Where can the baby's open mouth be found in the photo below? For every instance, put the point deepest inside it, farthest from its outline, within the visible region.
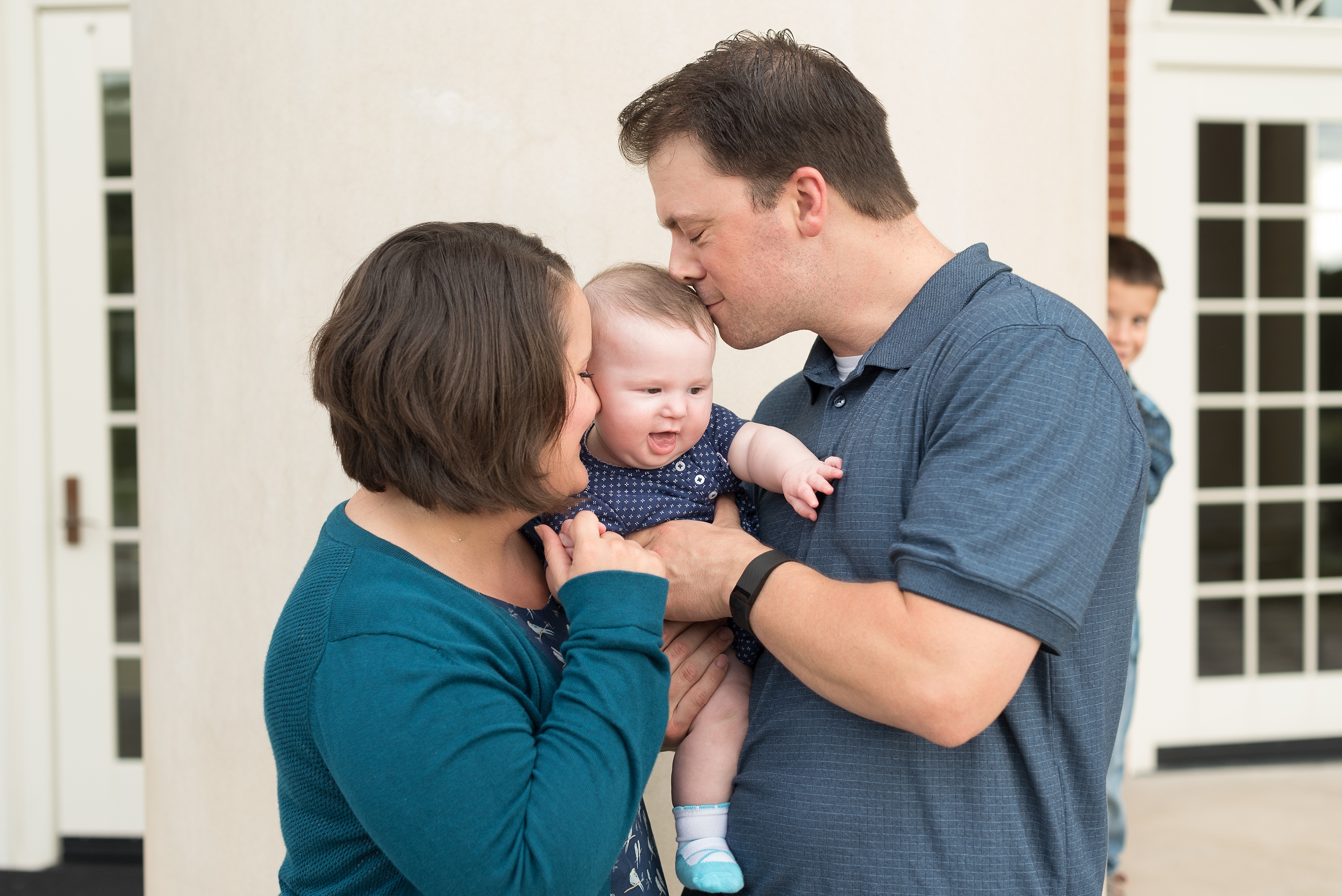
(662, 443)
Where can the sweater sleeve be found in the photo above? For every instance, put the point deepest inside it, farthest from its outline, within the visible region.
(450, 766)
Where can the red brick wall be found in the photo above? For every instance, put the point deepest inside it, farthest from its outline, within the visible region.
(1117, 116)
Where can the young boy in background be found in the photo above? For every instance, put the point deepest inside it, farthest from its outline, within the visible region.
(1135, 285)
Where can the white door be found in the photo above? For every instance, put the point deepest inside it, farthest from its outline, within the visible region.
(1236, 187)
(89, 266)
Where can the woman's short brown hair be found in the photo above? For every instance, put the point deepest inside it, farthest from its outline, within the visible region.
(445, 368)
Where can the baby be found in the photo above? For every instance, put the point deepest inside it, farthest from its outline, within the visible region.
(661, 450)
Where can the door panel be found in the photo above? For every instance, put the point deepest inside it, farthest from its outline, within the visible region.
(85, 62)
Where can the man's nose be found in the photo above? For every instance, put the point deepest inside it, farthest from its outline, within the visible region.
(685, 263)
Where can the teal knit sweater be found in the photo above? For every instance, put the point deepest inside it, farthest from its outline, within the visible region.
(425, 746)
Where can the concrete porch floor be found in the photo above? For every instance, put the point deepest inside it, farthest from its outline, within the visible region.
(1259, 831)
(1262, 831)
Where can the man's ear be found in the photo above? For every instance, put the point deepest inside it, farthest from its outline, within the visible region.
(811, 196)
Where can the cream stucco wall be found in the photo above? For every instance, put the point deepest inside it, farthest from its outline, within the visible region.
(277, 144)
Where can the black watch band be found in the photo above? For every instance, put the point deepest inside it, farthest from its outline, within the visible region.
(752, 582)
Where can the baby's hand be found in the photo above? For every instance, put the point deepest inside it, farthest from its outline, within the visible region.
(801, 482)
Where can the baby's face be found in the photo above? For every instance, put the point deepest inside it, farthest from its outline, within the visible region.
(655, 384)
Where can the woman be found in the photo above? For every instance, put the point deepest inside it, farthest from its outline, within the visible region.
(441, 724)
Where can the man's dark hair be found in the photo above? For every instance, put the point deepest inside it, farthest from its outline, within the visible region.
(1132, 263)
(763, 106)
(445, 368)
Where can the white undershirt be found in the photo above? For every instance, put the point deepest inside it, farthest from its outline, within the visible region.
(847, 365)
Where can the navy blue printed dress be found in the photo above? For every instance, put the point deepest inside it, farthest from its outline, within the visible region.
(629, 499)
(639, 867)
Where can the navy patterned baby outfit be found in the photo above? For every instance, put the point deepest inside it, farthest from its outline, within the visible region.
(639, 867)
(629, 499)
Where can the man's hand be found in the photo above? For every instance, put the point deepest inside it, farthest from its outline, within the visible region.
(704, 561)
(801, 482)
(698, 666)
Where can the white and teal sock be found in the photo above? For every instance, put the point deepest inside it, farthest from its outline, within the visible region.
(704, 862)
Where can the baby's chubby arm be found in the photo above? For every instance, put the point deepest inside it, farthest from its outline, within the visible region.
(777, 460)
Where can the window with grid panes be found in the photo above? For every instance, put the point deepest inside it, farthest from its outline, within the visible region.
(121, 403)
(1270, 397)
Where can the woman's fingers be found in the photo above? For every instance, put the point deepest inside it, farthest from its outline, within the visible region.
(697, 670)
(595, 549)
(557, 562)
(725, 513)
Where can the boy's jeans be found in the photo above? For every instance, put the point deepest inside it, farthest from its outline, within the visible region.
(1114, 781)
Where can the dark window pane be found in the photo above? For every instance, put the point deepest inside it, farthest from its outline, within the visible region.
(125, 478)
(1280, 163)
(1220, 163)
(1220, 353)
(1246, 7)
(1220, 448)
(1330, 632)
(1220, 542)
(121, 249)
(1330, 352)
(1220, 636)
(125, 561)
(121, 359)
(1280, 447)
(1280, 260)
(128, 709)
(1330, 538)
(1282, 541)
(1330, 446)
(1220, 260)
(1282, 634)
(116, 124)
(1328, 235)
(1280, 353)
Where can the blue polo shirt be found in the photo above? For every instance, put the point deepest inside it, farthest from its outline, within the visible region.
(993, 460)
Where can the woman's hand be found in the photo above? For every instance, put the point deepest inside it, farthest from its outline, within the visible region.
(698, 666)
(595, 550)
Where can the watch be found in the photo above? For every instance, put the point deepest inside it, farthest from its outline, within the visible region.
(752, 582)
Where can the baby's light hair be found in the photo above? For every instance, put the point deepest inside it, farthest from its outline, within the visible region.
(647, 292)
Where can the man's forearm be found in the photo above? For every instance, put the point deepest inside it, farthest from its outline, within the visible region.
(891, 657)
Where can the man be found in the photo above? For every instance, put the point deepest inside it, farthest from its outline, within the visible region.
(946, 657)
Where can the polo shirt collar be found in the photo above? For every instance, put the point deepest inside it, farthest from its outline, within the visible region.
(936, 305)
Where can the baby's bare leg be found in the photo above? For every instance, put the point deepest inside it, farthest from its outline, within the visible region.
(706, 761)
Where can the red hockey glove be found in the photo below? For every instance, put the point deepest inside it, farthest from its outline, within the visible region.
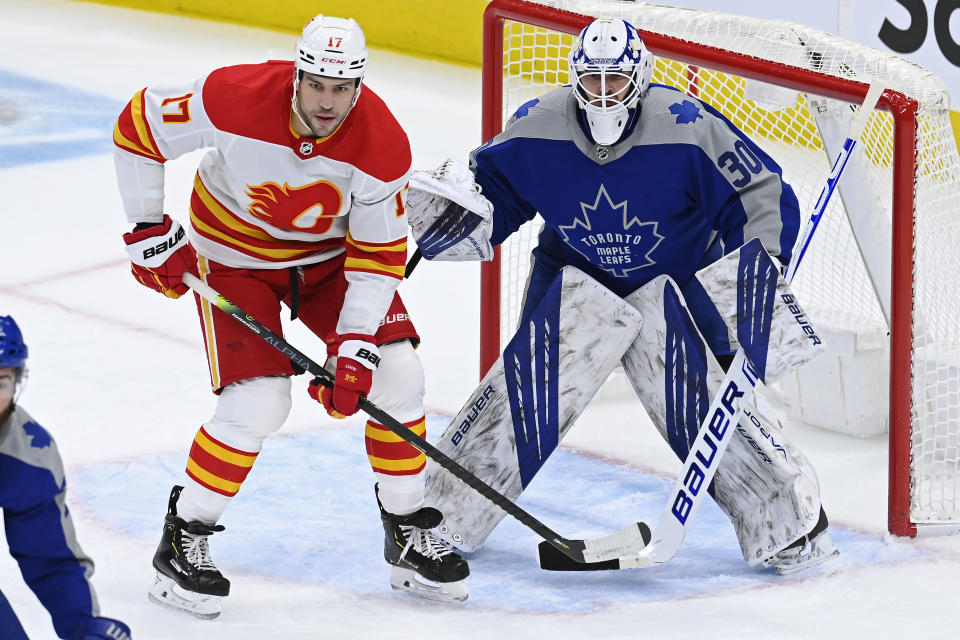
(160, 255)
(357, 359)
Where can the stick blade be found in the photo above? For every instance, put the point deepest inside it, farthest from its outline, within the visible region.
(602, 554)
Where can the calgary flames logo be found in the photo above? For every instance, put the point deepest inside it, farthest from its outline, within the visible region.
(311, 208)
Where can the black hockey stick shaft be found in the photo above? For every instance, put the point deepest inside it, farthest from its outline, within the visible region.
(572, 549)
(414, 261)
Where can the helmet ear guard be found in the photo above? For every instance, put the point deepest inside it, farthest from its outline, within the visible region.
(609, 49)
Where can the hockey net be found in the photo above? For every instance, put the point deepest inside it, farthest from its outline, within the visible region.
(783, 84)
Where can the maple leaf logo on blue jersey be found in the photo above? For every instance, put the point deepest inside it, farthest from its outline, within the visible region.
(524, 109)
(686, 112)
(39, 438)
(610, 238)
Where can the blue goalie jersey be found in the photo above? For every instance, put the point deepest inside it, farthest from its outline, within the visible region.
(681, 188)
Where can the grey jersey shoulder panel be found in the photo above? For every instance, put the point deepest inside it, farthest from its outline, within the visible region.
(760, 197)
(17, 441)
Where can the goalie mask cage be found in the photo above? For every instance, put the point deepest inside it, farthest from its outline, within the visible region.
(910, 187)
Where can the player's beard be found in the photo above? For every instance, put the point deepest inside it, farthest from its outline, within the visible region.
(328, 128)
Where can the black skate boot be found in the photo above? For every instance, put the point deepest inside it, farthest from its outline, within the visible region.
(807, 551)
(413, 550)
(186, 578)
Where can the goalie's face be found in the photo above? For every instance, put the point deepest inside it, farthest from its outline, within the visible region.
(8, 386)
(605, 89)
(323, 103)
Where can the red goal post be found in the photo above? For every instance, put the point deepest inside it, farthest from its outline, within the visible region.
(525, 43)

# Set exercise:
Rewrite every entry above with "farthest from its outline" replaced by "furthest from its edge", keeping everything else the same. Leave the pictures out.

# Full response:
Where can the baby's open mouth be found in the photo below? For every instance, put the point deepest inside it, furthest from its edge, within the visible region.
(662, 443)
Where can the sweater sleeve be found in the photo above? For every instance, put the point deepest inside it, furthest from its edge, within the visible region.
(450, 766)
Where can the red brick wall be found in the photo above? For every instance, put the point deepest inside it, furthest from its edge, within the visible region.
(1117, 116)
Where can the young boy in background be found in the photo above? For every instance, put the point deepest inside it, furthest from its edge, within the visible region.
(1135, 285)
Where can the white door be found in the photo above? For every instance, put the point deepest inside it, furthest from its edge, within the visible region.
(1236, 187)
(89, 266)
Where can the woman's short brown hair be found in the photo above? For every instance, put the point deepest inside it, furthest from its edge, within the visible region.
(445, 368)
Where can the baby be found in the photo above? For every instance, put the point deepest inside it, furthest from its edge, within the visible region.
(661, 450)
Where can the door panel be found in the photo above? For every instance, put the point deepest inside it, furthest from its edge, within the visible region.
(85, 62)
Where can the man's nose be found in the photo above? For every instance, put the point deepest inside it, furthest from its edge, within the visible region.
(685, 263)
Where can the teal knit sweater be found in the photo above? For every instance, put the point deepest inside it, furthest from its edge, within the visible region.
(425, 746)
Where can the concrete porch floor be found in the photo above? For every instance, put the point deepest inside it, furthest from its edge, within the visible region.
(1259, 831)
(1262, 831)
Where can the man's ear be found in the photo above? For every instance, put the point deepest inside it, furthest from its edge, within the visible region.
(811, 196)
Where can the cream stucco wall be found in the photo above? For every instance, put the point deepest inside it, furthest from its edge, within the visible region.
(277, 144)
Where can the black watch band be found in the photo above? For every instance, put the point deepest inside it, furthest from its edge, within the visible region.
(752, 582)
Where can the baby's hand be found in the photo above? For every instance, put the point deepest inside it, furthest from its edge, within the visible region.
(801, 482)
Where can the baby's face be found in the photo above? For every instance, put the point deepest inside it, furthest from its edge, within the visible region.
(655, 384)
Where can the woman be found in the photo above? For every instance, put the point deepest inside it, furthest from its edge, within the visible region.
(441, 724)
Where can the man's dark hair be found in the photo above? For every instance, put the point deepest inside it, furthest from its edge, within the visible region.
(1132, 263)
(763, 106)
(445, 368)
Where can the white undershirt be found in the photo above? For every instance, put the point deepest inside it, furthest from its edge, within the visible region.
(847, 365)
Where can the navy blue printed dress be found in the photo above? For every instance, put the point deepest inside it, furthest from its edge, within the visible region.
(629, 499)
(639, 867)
Where can the navy patterned baby outfit be found in the photo above? For every instance, put the point deepest inside it, furthest from its edge, within the visible region.
(639, 867)
(629, 499)
Where can the man's hand be found in the photo above? For every instance, put the point deepest inside it, furthest from its edge, within the visible region.
(704, 561)
(801, 482)
(698, 666)
Where can the white and teal sock be found in the photo above? For every instance, put the point deepest inside it, furthest from its edge, within the visible region.
(704, 862)
Where can the baby's chubby arm be found in the photo above? For every instance, put the point deepest inside it, furthest from its edge, within the visible region.
(777, 460)
Where can the window with grid panes be found in the photo above? For every instance, put the point deepest inside it, furthest from its edge, within the visible region.
(121, 403)
(1270, 397)
Where can the woman's fingers be found in the photo above? For every instance, put the point deepest inside it, furthest from its edge, within the visible region.
(697, 670)
(595, 549)
(557, 562)
(725, 513)
Where can the boy's jeans be found in the photo above? For every instance, put the point deepest inside it, furthest from its edge, within the visible region.
(1114, 781)
Where can the dark window pane be found in the photo above? For every instance, put the point deepest inside it, furthest from its edge, within the visible region.
(125, 478)
(1280, 163)
(1220, 163)
(1220, 353)
(1246, 7)
(1220, 448)
(1330, 632)
(1220, 542)
(121, 249)
(1330, 352)
(1220, 636)
(125, 561)
(121, 359)
(1280, 447)
(1280, 260)
(128, 709)
(1330, 538)
(1282, 541)
(1330, 446)
(1220, 260)
(1282, 634)
(116, 124)
(1328, 235)
(1280, 353)
Where can the blue polo shirt be found in the photo above? For every instance, put the point deepest inside it, furthest from its edge, within the visible region.
(993, 460)
Where can the woman's hand be found in the photo above? For every instance, put the point deepest inside it, furthest from its edge, within the visible region.
(698, 666)
(595, 550)
Where can the watch be found in the photo above? For every instance, put the point deepest inside it, furthest from its edge, within the visible region.
(752, 582)
Where can the baby's light hair be found in the photo above? For every instance, put the point deepest inside it, furthest from its edge, within the visible region.
(647, 292)
Where can the man's forearm be found in the photo above? For every instance, put the point deepest inside it, furthest from its edge, within the visible region.
(891, 657)
Where can the man be found in the photo above? For every instance, put the point deepest inside it, furthest from its edge, within the visible region.
(946, 657)
Where can the polo shirt collar be found in the photo above? For every instance, put the point deepest inside it, furthest from its edge, within the visible region.
(936, 305)
Where can the baby's bare leg be found in the photo above? For every instance, put the point deepest inside it, furthest from its edge, within the visible region.
(706, 761)
Where can the red hockey glove be found in the photo below? For every instance, put the point deepest inside it, furthest from its edge, within the visible region.
(160, 255)
(357, 359)
Where can the stick blade be found in the photo above? For every instance, put the point deepest inside it, furthest from its edge, within the visible region.
(602, 554)
Where can the calgary flames logo be found in the photo above? For every instance, put the point deepest inside it, furthest from its edge, within the visible region.
(311, 208)
Where can the black hockey stick shaft be found in the photo above? For every instance, put the point deepest inside it, furthest from its edge, within the visible region.
(572, 549)
(414, 261)
Where can the helmet ear guard be found in the photo above? For every instance, put the point deepest inside it, furthest from its edge, within the visible region.
(609, 49)
Where can the hockey net be found in the photo above? For every instance, put the point deepest inside it, furthest from its edge, within the visible region.
(783, 84)
Where can the maple leaf logo on blue jersey be found in the photo above? For every instance, put the point deepest inside it, furthest from its edge, within the visible region.
(524, 109)
(686, 112)
(39, 438)
(610, 238)
Where can the blue goalie jersey be found in the photo above? For every instance, put the point deepest inside it, furthest from its edge, within the visible region.
(681, 188)
Where can the grey jersey shoulder panel be found in the photo above? For every instance, put the point deepest inside it, furthest from its edge, within the visible region.
(760, 197)
(17, 441)
Where can the goalie mask cage be found in the photo above? For every instance, put the point deepest inside it, furthest from its edge, within the visible region.
(910, 187)
Where can the player's beard be found in the photo above? For every instance, put the point deepest inside it, furthest from its edge, within the visible region.
(328, 128)
Where can the black skate boot be found in the photo above? For every instance, put the point deepest inside it, furthest from its edge, within the visible region.
(807, 551)
(413, 550)
(186, 578)
Where can the goalie's face be found in the photo above? For every instance, put the point deepest inside it, furthest from its edge, within the visible region.
(8, 386)
(605, 89)
(323, 103)
Where can the red goal post be found in the photo above? For every instance, put the point deepest inside it, furthest from its edge, within the visible region.
(525, 43)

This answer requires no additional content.